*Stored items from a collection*
-- start --
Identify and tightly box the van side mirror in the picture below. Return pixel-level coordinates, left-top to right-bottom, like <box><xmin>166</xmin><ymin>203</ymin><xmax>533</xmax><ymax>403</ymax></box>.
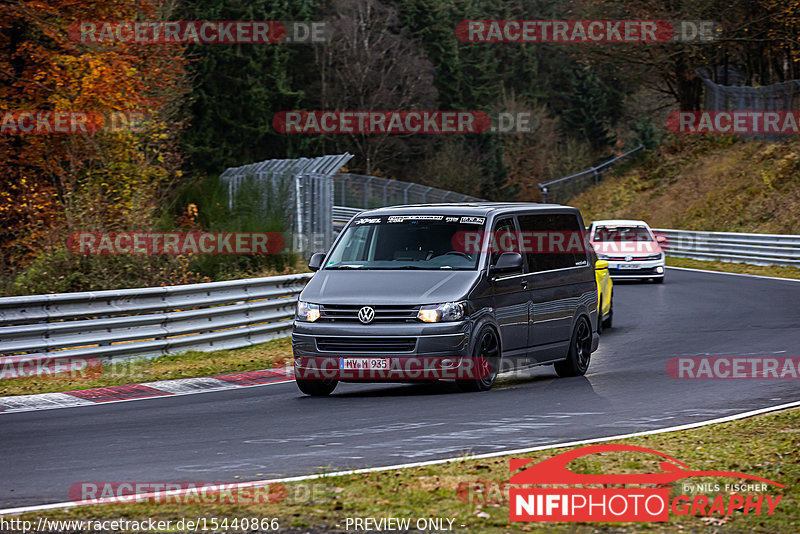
<box><xmin>489</xmin><ymin>252</ymin><xmax>522</xmax><ymax>274</ymax></box>
<box><xmin>308</xmin><ymin>252</ymin><xmax>325</xmax><ymax>271</ymax></box>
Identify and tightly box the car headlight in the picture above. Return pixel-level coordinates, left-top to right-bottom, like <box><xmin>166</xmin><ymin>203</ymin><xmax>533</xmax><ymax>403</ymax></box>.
<box><xmin>417</xmin><ymin>301</ymin><xmax>467</xmax><ymax>323</ymax></box>
<box><xmin>295</xmin><ymin>300</ymin><xmax>319</xmax><ymax>323</ymax></box>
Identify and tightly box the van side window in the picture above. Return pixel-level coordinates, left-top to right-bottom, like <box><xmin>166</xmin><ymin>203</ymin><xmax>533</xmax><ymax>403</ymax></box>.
<box><xmin>489</xmin><ymin>218</ymin><xmax>522</xmax><ymax>274</ymax></box>
<box><xmin>519</xmin><ymin>213</ymin><xmax>586</xmax><ymax>272</ymax></box>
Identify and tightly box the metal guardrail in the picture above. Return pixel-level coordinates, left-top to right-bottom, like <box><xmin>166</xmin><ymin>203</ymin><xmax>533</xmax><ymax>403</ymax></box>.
<box><xmin>653</xmin><ymin>228</ymin><xmax>800</xmax><ymax>267</ymax></box>
<box><xmin>0</xmin><ymin>273</ymin><xmax>311</xmax><ymax>374</ymax></box>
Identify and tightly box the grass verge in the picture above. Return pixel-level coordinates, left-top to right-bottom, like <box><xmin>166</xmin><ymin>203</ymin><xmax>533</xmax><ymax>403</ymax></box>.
<box><xmin>14</xmin><ymin>409</ymin><xmax>800</xmax><ymax>533</ymax></box>
<box><xmin>0</xmin><ymin>337</ymin><xmax>292</xmax><ymax>396</ymax></box>
<box><xmin>667</xmin><ymin>257</ymin><xmax>800</xmax><ymax>280</ymax></box>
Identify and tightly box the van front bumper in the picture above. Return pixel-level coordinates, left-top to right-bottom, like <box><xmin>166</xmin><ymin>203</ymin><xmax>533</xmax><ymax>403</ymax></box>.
<box><xmin>292</xmin><ymin>321</ymin><xmax>484</xmax><ymax>382</ymax></box>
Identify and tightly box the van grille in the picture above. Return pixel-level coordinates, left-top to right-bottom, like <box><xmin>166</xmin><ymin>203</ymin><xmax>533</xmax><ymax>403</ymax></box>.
<box><xmin>317</xmin><ymin>337</ymin><xmax>417</xmax><ymax>352</ymax></box>
<box><xmin>320</xmin><ymin>304</ymin><xmax>419</xmax><ymax>322</ymax></box>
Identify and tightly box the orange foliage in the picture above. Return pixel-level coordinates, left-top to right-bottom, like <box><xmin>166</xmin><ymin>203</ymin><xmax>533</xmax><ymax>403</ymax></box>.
<box><xmin>0</xmin><ymin>0</ymin><xmax>185</xmax><ymax>268</ymax></box>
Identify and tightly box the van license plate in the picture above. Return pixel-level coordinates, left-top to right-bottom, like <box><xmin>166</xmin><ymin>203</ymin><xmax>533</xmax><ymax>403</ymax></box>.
<box><xmin>339</xmin><ymin>358</ymin><xmax>389</xmax><ymax>371</ymax></box>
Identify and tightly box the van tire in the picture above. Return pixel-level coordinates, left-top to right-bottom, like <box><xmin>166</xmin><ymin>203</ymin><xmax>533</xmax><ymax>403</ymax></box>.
<box><xmin>456</xmin><ymin>326</ymin><xmax>500</xmax><ymax>392</ymax></box>
<box><xmin>597</xmin><ymin>299</ymin><xmax>605</xmax><ymax>334</ymax></box>
<box><xmin>554</xmin><ymin>315</ymin><xmax>592</xmax><ymax>376</ymax></box>
<box><xmin>598</xmin><ymin>302</ymin><xmax>614</xmax><ymax>332</ymax></box>
<box><xmin>295</xmin><ymin>378</ymin><xmax>339</xmax><ymax>397</ymax></box>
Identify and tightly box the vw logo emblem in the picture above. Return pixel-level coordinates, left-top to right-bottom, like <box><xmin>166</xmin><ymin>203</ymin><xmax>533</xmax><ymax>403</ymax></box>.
<box><xmin>358</xmin><ymin>306</ymin><xmax>375</xmax><ymax>324</ymax></box>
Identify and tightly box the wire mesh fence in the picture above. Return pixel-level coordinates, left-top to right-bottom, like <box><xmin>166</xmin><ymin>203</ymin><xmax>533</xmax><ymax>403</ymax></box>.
<box><xmin>539</xmin><ymin>145</ymin><xmax>644</xmax><ymax>203</ymax></box>
<box><xmin>333</xmin><ymin>173</ymin><xmax>483</xmax><ymax>209</ymax></box>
-- end --
Write out again the stretch from the line containing "Identify and tightly box the wire" through the last line, requests included, and shift every coordinate in the answers up by 82.

*Correct answer*
Identify and tightly box the wire mesh fence in the picture above. Return pixel-level coordinates, left-top to right-bottom, like <box><xmin>166</xmin><ymin>203</ymin><xmax>533</xmax><ymax>403</ymax></box>.
<box><xmin>621</xmin><ymin>227</ymin><xmax>726</xmax><ymax>285</ymax></box>
<box><xmin>415</xmin><ymin>255</ymin><xmax>565</xmax><ymax>291</ymax></box>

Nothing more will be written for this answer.